→ Written instruction: Please report each line in the items below that contains the word "white".

[Coordinate annotation entries]
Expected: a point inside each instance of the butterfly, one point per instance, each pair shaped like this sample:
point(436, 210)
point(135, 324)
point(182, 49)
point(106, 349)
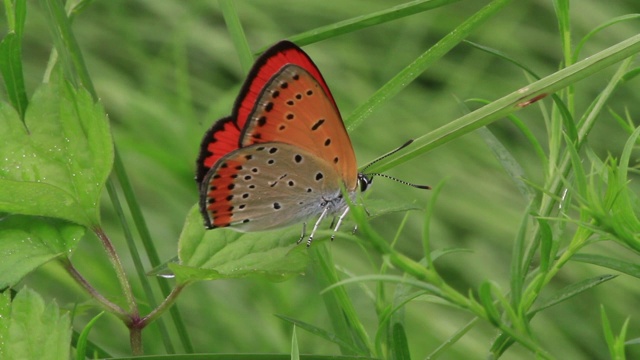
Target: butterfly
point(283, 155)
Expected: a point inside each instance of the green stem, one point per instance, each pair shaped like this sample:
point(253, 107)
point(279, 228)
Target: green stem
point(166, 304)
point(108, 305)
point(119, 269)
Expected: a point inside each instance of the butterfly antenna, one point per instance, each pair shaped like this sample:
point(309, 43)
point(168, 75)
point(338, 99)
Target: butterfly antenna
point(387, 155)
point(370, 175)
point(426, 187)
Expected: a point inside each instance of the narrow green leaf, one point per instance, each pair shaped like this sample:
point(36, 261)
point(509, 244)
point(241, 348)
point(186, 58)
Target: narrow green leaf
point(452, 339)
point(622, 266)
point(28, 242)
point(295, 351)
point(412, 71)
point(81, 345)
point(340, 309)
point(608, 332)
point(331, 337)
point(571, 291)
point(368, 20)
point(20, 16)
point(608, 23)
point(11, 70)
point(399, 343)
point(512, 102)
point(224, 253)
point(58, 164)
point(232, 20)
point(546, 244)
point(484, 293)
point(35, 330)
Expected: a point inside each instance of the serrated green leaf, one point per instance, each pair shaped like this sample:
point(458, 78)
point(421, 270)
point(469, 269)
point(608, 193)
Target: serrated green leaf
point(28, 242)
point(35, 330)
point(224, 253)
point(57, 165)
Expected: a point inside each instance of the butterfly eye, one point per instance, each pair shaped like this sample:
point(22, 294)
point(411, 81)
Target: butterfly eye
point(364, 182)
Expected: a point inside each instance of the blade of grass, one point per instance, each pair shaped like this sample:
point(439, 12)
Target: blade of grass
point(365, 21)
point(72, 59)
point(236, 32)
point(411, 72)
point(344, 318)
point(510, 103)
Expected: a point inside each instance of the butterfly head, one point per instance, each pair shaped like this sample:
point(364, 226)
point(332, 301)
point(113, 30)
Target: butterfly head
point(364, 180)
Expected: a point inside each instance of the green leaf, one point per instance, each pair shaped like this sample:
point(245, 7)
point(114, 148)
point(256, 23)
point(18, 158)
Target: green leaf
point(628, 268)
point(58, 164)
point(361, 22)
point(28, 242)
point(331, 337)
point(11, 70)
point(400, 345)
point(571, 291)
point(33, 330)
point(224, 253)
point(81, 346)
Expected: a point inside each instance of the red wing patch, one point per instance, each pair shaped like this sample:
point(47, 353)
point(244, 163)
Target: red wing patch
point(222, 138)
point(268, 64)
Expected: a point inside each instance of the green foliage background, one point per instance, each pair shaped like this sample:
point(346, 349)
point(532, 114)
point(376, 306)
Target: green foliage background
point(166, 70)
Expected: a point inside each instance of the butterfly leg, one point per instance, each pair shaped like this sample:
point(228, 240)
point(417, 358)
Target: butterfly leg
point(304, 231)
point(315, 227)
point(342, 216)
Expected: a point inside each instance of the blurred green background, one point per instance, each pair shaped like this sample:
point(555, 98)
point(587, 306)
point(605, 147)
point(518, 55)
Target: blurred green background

* * *

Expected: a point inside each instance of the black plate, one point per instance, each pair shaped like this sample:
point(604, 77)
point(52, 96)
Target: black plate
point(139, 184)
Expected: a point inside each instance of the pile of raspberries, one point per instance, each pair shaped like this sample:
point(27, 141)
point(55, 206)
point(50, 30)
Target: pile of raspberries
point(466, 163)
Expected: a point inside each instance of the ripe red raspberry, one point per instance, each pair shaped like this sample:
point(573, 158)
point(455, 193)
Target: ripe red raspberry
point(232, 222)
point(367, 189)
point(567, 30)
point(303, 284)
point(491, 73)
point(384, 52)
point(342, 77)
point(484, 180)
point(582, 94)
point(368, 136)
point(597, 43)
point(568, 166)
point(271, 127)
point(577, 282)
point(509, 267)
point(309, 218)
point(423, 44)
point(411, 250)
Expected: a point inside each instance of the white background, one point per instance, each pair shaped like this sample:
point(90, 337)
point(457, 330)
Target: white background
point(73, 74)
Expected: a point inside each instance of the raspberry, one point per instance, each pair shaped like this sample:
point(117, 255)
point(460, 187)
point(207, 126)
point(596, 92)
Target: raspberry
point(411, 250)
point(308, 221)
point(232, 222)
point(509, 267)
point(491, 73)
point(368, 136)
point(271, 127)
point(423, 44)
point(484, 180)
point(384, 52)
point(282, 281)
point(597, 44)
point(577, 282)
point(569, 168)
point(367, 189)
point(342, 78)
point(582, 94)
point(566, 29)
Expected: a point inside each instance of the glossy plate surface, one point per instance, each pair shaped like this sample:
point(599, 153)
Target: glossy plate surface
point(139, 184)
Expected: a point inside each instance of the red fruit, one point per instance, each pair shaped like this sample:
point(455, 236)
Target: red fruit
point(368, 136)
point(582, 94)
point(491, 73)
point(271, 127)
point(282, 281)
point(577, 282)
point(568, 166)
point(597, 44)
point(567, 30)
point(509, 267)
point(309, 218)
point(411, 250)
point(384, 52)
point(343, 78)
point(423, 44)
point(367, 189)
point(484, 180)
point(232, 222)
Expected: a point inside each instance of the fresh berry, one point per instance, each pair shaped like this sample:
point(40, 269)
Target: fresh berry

→ Correct answer:
Expected: a point inside each instance of the white background, one point per instance, each pair shaped like this sample:
Target: white background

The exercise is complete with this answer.